----- Record excerpts -----

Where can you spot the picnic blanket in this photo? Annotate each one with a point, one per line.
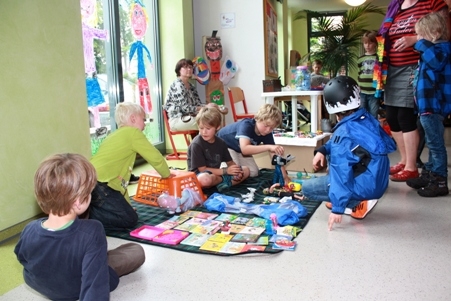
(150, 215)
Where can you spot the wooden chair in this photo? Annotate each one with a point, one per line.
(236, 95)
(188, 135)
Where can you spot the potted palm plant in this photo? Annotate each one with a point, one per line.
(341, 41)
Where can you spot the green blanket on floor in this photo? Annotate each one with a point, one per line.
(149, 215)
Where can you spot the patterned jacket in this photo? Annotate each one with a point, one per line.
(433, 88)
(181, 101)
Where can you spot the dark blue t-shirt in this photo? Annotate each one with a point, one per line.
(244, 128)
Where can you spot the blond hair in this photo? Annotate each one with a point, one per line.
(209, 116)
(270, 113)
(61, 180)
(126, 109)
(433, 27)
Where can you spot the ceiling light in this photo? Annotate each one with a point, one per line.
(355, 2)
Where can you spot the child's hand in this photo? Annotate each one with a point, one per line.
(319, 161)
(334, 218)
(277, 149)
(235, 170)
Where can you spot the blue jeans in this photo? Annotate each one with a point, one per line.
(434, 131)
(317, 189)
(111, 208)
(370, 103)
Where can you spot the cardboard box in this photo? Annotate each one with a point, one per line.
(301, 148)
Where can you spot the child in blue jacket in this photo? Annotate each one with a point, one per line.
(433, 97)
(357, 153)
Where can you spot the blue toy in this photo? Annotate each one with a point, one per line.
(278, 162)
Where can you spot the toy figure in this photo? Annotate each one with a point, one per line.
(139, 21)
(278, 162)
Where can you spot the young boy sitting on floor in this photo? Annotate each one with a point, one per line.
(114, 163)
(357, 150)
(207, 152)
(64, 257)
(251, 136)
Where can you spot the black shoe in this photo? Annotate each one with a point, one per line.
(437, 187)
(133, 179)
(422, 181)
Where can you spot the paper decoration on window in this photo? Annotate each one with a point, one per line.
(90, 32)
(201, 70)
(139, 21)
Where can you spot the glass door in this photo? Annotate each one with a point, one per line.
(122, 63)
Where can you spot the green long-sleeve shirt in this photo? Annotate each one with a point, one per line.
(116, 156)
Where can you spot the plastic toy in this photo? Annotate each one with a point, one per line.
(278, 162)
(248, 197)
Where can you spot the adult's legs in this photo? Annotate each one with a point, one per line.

-----

- [Problem requirements] Rescale the lines from the one containing "Where can you spot the glass" through the end of the records, both included, and reproduce only those lines, requests and all, with every point coordinate in the answers multiplied by 1.25 and rounded to the nearest whole number, halves rounded up.

- [Correct output]
Where can you spot the glass door in this photo? Annotate each one with a point, one per line.
(153, 79)
Where can you spot the green long-sleeve shirt in this photo? Annotate each one with a point, one per line.
(145, 195)
Where can you spot the plastic toy in this photo? Annotate each one with a point, one per line.
(348, 203)
(310, 246)
Where can you spot the adult's legs in this photo? Annotate each one with a point, one per line.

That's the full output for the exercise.